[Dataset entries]
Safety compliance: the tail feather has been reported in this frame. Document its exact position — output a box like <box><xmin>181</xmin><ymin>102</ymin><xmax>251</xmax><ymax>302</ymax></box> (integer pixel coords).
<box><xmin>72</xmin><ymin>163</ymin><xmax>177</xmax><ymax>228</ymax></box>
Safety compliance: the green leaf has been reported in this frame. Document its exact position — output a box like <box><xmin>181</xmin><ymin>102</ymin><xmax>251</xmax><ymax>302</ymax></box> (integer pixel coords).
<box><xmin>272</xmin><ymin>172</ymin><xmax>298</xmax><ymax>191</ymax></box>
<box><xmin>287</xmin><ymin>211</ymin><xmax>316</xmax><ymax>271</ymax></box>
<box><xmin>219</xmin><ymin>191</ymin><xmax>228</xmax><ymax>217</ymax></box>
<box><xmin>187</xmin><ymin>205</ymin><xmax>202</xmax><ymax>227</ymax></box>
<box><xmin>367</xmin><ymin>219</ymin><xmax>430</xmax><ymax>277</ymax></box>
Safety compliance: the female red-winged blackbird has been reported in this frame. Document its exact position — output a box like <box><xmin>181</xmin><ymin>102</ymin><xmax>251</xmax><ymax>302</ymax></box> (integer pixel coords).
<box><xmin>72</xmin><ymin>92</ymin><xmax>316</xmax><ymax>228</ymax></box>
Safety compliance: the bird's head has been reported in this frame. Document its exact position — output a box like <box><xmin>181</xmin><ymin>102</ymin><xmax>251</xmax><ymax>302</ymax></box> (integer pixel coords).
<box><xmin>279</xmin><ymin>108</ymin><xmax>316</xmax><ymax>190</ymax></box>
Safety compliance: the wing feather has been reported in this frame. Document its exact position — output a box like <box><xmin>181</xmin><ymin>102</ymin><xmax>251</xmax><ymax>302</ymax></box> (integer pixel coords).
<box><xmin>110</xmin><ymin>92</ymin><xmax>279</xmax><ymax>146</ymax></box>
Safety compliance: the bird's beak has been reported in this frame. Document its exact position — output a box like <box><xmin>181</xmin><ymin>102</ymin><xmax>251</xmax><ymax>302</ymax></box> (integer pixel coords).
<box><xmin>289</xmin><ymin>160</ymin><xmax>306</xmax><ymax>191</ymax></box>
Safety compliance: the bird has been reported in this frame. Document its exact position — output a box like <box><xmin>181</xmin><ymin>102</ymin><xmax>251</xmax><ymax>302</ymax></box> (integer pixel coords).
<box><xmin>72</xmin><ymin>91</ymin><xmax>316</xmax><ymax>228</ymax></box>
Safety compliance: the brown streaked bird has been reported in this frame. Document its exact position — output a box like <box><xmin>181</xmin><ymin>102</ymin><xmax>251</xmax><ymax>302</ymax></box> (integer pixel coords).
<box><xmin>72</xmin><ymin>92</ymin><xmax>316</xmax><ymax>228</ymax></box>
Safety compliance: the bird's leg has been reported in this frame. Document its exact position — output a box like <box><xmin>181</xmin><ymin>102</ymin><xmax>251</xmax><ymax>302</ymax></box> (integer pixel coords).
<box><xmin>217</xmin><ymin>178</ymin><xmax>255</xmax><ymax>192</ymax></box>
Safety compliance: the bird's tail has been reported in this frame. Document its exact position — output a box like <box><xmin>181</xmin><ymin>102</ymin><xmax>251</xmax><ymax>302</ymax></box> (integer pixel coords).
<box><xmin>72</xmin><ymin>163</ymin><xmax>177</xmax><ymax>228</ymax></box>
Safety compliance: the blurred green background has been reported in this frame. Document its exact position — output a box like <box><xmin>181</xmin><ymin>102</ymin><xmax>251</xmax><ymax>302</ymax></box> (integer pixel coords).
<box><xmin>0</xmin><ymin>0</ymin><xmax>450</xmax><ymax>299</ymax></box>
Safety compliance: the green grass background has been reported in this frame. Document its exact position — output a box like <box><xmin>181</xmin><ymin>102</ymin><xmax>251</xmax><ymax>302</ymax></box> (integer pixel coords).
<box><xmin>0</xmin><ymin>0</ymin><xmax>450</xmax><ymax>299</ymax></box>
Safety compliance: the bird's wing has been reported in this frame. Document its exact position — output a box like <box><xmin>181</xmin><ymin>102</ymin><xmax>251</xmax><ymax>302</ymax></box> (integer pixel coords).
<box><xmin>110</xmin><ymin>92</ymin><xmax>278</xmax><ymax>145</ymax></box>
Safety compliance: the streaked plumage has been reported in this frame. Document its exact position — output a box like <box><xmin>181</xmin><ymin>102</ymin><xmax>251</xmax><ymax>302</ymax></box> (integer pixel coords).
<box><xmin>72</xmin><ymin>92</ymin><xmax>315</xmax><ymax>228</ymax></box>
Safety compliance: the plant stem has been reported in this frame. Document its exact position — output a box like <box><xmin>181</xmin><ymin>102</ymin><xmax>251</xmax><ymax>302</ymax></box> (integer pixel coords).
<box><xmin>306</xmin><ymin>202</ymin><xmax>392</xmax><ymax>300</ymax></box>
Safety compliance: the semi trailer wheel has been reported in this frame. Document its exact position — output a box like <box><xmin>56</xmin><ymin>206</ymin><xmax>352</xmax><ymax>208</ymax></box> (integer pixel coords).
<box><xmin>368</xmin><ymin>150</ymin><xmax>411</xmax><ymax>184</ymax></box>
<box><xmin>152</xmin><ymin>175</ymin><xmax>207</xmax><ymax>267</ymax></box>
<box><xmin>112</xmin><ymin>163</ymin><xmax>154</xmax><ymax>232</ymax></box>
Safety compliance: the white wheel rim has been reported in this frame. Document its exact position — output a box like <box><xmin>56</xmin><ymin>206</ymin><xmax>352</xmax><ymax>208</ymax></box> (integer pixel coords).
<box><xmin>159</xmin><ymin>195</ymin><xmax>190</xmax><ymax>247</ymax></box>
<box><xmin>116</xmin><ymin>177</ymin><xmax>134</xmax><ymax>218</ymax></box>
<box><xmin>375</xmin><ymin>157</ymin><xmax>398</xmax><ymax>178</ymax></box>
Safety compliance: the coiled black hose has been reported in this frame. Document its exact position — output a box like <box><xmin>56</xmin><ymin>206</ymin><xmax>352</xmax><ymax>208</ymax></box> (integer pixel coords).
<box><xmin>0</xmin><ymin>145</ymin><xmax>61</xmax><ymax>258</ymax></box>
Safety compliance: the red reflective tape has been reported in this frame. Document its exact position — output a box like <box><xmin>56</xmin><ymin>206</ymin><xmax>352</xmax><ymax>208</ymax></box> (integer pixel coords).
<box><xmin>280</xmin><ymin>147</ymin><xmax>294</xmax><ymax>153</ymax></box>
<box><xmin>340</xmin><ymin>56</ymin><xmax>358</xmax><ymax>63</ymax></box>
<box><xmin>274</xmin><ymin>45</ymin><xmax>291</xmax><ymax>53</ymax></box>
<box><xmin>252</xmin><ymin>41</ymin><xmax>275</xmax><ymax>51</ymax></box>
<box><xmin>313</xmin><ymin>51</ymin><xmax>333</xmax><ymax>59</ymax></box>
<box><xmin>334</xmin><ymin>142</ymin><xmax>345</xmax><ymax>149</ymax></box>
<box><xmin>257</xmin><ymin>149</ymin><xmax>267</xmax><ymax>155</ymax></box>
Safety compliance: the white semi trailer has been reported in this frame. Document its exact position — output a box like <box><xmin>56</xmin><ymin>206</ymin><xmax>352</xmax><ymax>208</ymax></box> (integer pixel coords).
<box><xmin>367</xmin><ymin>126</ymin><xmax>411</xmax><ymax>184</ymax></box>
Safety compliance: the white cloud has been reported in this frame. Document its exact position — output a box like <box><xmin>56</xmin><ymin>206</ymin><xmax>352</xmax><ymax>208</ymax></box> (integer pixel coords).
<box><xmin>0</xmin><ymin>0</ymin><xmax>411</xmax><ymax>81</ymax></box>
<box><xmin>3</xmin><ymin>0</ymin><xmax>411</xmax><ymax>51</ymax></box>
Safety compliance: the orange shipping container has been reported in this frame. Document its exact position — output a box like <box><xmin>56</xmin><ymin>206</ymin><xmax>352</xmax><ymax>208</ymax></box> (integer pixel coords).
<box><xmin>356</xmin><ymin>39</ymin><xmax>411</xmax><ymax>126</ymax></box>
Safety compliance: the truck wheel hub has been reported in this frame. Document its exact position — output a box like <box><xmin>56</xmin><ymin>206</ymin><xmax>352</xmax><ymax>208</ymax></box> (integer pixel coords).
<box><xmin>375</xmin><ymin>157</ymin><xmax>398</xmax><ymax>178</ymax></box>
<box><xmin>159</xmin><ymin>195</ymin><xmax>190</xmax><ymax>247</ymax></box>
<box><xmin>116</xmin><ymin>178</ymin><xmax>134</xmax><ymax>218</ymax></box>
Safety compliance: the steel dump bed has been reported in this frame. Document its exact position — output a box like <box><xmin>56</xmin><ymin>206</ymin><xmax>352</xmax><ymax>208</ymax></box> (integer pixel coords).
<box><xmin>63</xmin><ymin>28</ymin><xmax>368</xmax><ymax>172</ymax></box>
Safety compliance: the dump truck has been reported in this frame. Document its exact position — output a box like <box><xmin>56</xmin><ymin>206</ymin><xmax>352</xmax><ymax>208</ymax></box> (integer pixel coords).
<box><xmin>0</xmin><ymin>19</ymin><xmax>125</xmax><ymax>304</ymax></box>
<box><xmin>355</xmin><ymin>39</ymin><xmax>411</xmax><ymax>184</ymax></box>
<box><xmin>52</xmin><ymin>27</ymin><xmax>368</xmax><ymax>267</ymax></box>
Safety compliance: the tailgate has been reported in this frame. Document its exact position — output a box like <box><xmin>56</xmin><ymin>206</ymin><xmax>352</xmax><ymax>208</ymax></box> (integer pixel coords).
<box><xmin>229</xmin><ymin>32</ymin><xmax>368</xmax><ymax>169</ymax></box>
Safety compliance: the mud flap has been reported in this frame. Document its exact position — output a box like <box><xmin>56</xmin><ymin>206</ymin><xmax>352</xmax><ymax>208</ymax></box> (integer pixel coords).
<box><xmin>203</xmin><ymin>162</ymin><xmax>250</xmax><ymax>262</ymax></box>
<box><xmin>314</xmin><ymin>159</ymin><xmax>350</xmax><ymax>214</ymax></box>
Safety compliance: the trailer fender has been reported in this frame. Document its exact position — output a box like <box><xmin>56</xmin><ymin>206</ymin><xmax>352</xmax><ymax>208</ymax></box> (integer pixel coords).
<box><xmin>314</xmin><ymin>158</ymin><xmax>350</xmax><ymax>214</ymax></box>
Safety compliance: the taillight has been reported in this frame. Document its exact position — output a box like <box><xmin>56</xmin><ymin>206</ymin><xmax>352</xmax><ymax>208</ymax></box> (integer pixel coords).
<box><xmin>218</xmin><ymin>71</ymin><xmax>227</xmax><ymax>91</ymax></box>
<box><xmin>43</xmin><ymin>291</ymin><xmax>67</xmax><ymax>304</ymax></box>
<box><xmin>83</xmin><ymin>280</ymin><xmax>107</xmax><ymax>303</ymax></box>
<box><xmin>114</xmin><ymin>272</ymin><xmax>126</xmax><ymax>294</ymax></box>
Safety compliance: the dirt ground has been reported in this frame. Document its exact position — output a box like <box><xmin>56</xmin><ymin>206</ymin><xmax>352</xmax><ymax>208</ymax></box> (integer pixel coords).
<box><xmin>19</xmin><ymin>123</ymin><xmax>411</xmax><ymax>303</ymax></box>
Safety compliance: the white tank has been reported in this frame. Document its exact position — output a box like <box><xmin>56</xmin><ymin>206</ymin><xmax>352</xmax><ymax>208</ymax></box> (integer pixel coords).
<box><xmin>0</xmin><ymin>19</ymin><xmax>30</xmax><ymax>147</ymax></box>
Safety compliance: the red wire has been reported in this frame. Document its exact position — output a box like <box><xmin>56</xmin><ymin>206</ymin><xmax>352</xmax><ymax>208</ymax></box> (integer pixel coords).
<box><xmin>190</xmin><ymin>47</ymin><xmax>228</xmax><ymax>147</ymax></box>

● **Your goal**:
Locate each line in the entries above containing the string "green" and copy those lines out. Treat the match as case-sensitive.

● **Result of the exercise**:
Safety compliance: the green leaf has been reported in this frame. Document its exact position — output a box like <box><xmin>181</xmin><ymin>102</ymin><xmax>251</xmax><ymax>302</ymax></box> (integer pixel coords).
Safety compliance: the blurred green background has been reported in this frame. Document its exact position — output a box like <box><xmin>181</xmin><ymin>102</ymin><xmax>251</xmax><ymax>302</ymax></box> (integer pixel coords).
Safety compliance: the green grass background has been reported in this frame. Document its exact position — output a box like <box><xmin>181</xmin><ymin>102</ymin><xmax>251</xmax><ymax>302</ymax></box> (integer pixel coords).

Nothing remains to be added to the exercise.